* _Soal yang Diberikan_
Sebutkan jumlah baris di bawah ini yang memuat kata "aircraft". Tulis angkanya saja.

* _Baris yang Tersedia_
--
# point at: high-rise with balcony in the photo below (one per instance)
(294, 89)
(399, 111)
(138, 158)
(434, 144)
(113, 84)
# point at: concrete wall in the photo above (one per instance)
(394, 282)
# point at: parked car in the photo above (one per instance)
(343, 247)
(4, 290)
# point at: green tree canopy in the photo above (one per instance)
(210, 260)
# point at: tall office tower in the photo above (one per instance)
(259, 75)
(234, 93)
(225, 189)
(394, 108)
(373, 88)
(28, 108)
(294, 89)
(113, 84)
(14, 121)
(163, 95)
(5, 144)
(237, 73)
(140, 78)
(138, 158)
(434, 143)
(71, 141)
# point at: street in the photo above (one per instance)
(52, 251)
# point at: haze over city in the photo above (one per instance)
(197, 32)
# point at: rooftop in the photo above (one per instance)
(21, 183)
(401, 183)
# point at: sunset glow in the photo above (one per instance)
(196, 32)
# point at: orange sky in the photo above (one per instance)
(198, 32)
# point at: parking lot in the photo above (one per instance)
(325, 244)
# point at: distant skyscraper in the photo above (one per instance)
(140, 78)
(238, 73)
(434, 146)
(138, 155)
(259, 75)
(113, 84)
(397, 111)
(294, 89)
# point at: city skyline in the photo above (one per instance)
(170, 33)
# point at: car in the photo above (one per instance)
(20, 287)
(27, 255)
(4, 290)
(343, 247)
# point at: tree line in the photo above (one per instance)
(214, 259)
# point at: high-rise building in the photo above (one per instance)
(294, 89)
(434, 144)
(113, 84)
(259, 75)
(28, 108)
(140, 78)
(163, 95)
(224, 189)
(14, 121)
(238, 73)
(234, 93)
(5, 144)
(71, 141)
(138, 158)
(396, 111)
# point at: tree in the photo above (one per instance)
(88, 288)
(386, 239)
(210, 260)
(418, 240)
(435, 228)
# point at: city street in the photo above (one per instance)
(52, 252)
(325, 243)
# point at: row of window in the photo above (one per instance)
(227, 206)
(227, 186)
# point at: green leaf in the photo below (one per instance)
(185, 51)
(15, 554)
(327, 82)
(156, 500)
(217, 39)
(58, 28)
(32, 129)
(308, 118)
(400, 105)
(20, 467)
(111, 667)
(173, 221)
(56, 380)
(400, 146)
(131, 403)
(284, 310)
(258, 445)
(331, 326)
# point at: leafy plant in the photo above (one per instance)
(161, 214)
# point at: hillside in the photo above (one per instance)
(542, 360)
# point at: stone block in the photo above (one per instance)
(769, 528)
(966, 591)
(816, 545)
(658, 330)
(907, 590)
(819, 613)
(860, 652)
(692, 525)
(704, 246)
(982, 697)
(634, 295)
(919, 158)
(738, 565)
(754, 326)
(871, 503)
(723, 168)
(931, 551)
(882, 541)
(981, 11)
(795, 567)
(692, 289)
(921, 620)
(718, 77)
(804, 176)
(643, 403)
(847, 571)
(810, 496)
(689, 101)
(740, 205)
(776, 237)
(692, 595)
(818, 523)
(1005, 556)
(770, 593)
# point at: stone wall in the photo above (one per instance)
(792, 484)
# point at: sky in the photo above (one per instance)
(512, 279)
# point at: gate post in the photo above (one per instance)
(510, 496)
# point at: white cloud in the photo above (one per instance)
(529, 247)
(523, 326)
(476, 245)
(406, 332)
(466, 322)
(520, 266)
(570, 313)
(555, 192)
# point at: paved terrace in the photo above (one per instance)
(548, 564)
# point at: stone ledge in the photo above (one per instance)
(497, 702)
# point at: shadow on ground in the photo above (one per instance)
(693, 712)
--
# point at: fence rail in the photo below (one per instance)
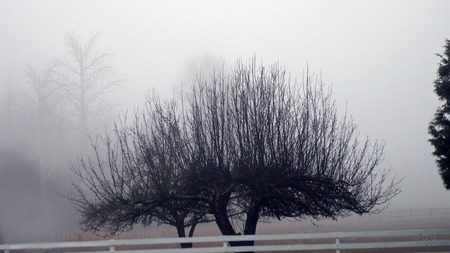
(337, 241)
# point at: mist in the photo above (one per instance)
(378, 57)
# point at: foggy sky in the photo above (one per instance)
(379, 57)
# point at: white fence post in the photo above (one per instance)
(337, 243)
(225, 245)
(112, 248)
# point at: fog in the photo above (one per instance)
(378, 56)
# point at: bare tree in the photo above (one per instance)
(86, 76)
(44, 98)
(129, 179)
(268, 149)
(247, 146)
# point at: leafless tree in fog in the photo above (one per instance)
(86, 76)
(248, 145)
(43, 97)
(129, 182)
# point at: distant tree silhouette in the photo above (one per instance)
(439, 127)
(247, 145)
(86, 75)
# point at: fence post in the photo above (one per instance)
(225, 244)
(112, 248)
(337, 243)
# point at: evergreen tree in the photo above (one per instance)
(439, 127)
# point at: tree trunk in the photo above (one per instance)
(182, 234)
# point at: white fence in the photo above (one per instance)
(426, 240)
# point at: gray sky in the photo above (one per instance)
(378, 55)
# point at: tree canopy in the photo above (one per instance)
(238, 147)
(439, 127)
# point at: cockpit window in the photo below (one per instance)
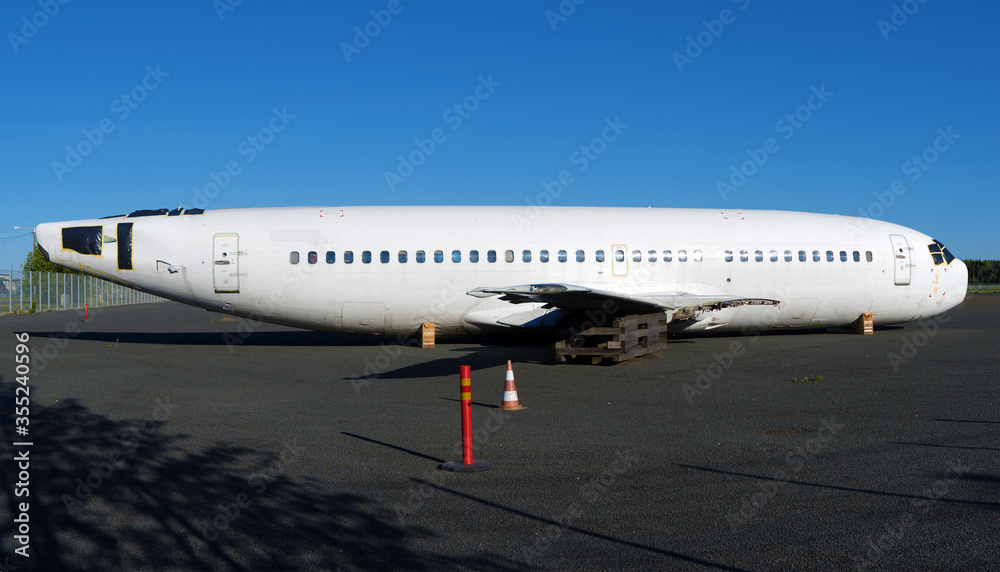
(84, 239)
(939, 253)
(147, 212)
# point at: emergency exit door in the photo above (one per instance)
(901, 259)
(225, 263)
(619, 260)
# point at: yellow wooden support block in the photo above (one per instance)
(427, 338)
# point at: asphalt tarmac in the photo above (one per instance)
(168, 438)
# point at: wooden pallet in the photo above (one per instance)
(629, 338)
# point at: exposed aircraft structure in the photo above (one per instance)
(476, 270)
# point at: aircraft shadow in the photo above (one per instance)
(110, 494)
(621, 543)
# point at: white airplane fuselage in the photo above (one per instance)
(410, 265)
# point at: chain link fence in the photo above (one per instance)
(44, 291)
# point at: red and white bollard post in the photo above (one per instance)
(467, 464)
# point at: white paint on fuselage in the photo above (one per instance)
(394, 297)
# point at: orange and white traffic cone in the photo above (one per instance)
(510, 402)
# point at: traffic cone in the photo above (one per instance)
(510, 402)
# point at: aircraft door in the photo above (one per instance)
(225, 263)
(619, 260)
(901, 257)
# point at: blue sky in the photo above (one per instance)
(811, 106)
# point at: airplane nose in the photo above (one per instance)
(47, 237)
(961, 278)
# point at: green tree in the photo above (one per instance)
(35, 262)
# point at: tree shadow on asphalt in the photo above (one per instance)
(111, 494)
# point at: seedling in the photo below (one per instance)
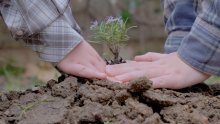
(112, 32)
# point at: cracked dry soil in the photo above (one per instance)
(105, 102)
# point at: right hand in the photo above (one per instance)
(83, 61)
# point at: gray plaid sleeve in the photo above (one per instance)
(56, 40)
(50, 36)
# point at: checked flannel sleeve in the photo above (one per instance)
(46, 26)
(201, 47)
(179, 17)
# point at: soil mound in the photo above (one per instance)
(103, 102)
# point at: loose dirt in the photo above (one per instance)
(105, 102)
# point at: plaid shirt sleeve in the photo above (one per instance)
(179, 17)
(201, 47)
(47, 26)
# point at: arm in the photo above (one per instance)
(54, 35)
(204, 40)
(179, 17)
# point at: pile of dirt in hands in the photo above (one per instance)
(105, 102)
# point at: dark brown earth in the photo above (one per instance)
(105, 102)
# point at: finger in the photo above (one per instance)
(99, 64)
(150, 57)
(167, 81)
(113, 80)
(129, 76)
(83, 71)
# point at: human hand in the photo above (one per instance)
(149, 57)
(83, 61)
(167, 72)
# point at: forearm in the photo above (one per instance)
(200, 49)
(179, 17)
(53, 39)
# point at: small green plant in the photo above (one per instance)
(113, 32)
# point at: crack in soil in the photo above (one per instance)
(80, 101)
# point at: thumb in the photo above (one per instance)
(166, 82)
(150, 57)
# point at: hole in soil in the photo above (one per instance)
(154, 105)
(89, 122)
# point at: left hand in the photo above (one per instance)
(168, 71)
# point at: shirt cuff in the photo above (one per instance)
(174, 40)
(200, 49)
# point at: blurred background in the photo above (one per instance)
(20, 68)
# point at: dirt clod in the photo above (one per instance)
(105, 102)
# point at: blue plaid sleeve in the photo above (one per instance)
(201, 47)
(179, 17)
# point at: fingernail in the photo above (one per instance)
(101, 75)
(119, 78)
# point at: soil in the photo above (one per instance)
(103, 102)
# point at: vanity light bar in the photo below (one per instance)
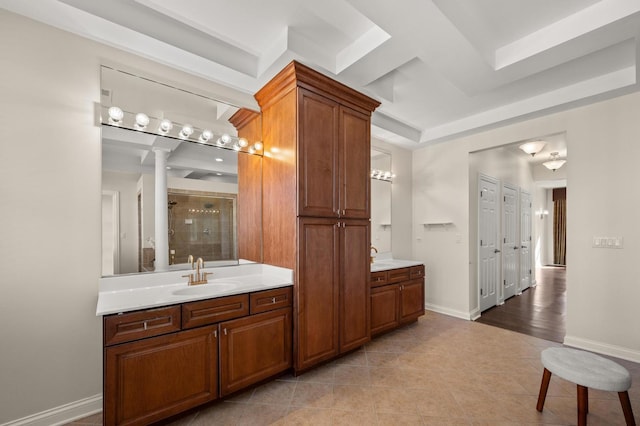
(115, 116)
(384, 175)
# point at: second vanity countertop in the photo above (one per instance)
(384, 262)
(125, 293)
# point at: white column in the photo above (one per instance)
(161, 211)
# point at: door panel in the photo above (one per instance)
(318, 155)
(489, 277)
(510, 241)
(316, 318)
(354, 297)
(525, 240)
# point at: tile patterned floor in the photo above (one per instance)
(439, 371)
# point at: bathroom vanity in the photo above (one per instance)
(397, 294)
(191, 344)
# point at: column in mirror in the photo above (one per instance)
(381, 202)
--
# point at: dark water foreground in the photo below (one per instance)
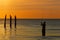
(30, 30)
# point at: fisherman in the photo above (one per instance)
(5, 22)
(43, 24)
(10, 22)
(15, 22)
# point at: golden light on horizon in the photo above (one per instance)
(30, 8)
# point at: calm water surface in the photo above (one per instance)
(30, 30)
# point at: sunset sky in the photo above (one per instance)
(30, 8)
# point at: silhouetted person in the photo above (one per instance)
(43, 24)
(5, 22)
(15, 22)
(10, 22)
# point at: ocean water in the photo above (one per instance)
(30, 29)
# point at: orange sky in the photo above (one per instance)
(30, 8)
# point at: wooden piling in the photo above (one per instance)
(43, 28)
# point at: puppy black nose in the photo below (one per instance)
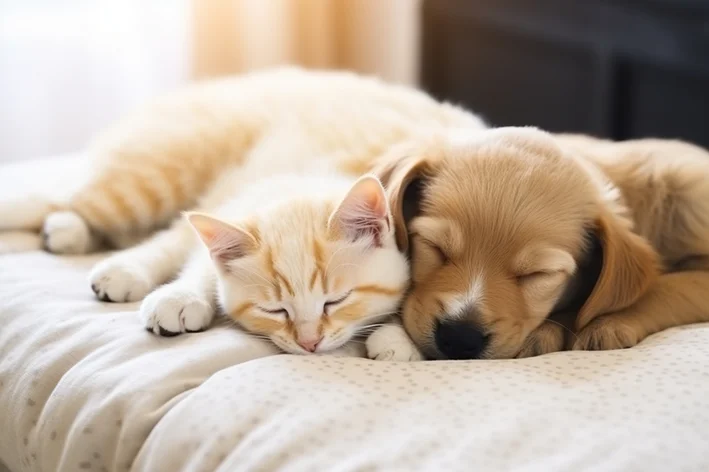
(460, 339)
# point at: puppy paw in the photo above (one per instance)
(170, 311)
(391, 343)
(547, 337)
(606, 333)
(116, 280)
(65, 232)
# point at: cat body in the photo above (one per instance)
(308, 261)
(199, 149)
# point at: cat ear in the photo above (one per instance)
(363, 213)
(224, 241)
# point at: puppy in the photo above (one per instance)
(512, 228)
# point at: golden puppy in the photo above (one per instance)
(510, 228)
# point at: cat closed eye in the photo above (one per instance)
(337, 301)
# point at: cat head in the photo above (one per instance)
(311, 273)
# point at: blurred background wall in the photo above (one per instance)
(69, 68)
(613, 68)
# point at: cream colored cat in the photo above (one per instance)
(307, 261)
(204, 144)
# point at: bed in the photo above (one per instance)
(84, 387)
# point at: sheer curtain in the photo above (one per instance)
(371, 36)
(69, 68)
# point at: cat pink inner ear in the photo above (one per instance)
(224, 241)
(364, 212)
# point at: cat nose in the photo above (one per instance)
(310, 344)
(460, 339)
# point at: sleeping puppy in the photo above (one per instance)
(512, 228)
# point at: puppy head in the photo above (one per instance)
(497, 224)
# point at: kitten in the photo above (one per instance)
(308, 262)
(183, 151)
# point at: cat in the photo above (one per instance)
--
* _Jawaban Tertulis_
3